■ Challenges ■
(1) From the vegan scrambled eggs recipe, list every ingredient measured in teaspoons, with its amount.
(2) Reproduce the vegan scrambled eggs recipe word for word, from "1/2 cup blanched" up to and including "in the pan!".
(3) Answer these questions from the vegan scrambled eggs recipe:
(a) How many people does the recipe serve?
(b) Which ingredient has the author never tried, partly because it can't be bought locally?
(c) How much water is used to rinse out the blender?
>> begin Given text
Showing posts with label Breakfast. Show all posts
Showing posts with label Breakfast. Show all posts

03 February 2024

Vegan "scrambled eggs'

 


No tofu; no chickpea flour


Blender Alert (but there is a possible suggestion in the Notes if you don’t have one).

I really love scrambled eggs for breakfast, and since I became vegan, they are something I miss.  However, there are many reasons for the ethical vegetarian not to eat eggs, so I rarely buy them.  I have been working on this recipe for scramblers for some time.  What I wanted to achieve is something with a similar appearance, colour and texture as the Real Thing, which to my mind is soft and barely set.  All the vegan recipes I’ve tried produce a very dry, rather rubbery result.  I’ve never tried making it with silky tofu – I can’t buy it locally, and when I get to a larger town where it’s available, it comes in packs that are too big for me to use.  I’m prepared to eat a lot of failed experiments in search of the Ideal Recipe, but I’m not prepared to waste food!  Besides, how many voyagers are going easily to be able to buy silky tofu or are likely to have it on board? This recipe comes from ingredients that you are likely to have in your lockers.

Veganism is still a fringe way of living, especially away from the Western world (although of course many people are vegan without even thinking about it!), so in all these recipes, I am trying to avoid branded or really weird ingredients, which might well be expensive and/or unavailable to the average voyager.  If you’re interested, see the notes below for a discussion as to how and why I’ve chosen these particular ingredients and some substitutes.  I am sure this recipe can be improved, so please leave a comment if you have a suggestion.
 
I can see an argument for mixing all the dry ingredients together in quantity and keeping a supply in a jar, so that you can make this more quickly: just add water!

Serves 2

1/2 cup blanched peanuts
1 cup water, divided
4 tsp tapioca flour
2 tsp nutritional yeast
1/4 tsp black salt
1/4 tsp turmeric
1/4 tsp garlic granules OR 1 large clove, roughly chopped
2 tbsp olive oil
salt and pepper

  • Put the peanuts into the blender and whizz them into a coarse meal. 
  • Now add 1/2 cup water, the flour, nutritional yeast, black salt, turmeric, garlic and olive oil.   
  • Blend quickly - you don’t want to pulverise the peanuts: this gives the scramblers some texture.
  • Scrape the contents into a small saucepan and rinse out the blender with another 1/2 cup of water (put it back together and give it a good shake) and pour this into the pan. This is the easiest way to make sure everything goes in the pan!
>> end Given text
>> begin Data
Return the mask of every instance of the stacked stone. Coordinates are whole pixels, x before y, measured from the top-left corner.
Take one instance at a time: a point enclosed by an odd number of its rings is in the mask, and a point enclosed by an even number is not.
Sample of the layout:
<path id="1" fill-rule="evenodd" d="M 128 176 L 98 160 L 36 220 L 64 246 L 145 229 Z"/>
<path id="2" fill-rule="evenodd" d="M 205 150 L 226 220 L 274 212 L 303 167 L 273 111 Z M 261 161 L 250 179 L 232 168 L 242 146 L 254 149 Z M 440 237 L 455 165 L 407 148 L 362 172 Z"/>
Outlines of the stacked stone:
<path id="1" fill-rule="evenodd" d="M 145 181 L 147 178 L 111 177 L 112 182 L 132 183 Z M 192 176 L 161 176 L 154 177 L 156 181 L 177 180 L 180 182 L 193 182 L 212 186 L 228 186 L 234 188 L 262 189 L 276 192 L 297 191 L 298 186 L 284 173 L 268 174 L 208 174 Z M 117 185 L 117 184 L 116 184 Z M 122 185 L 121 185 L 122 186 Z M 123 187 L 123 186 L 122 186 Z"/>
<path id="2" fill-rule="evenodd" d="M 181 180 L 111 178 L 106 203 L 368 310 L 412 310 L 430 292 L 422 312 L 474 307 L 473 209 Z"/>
>> end Data
■ The results ■
(1)
- Tapioca flour: 4 tsp
- Nutritional yeast: 2 tsp
- Black salt: 1/4 tsp
- Turmeric: 1/4 tsp
- Garlic granules: 1/4 tsp

(2)
1/2 cup blanched peanuts
1 cup water, divided
4 tsp tapioca flour
2 tsp nutritional yeast
1/4 tsp black salt
1/4 tsp turmeric
1/4 tsp garlic granules OR 1 large clove, roughly chopped
2 tbsp olive oil
salt and pepper

  • Put the peanuts into the blender and whizz them into a coarse meal. 
  • Now add 1/2 cup water, the flour, nutritional yeast, black salt, turmeric, garlic and olive oil.   
  • Blend quickly - you don’t want to pulverise the peanuts: this gives the scramblers some texture.
  • Scrape the contents into a small saucepan and rinse out the blender with another 1/2 cup of water (put it back together and give it a good shake) and pour this into the pan. This is the easiest way to make sure everything goes in the pan!

(3)
(a) Two.
(b) Silky tofu.
(c) 1/2 cup.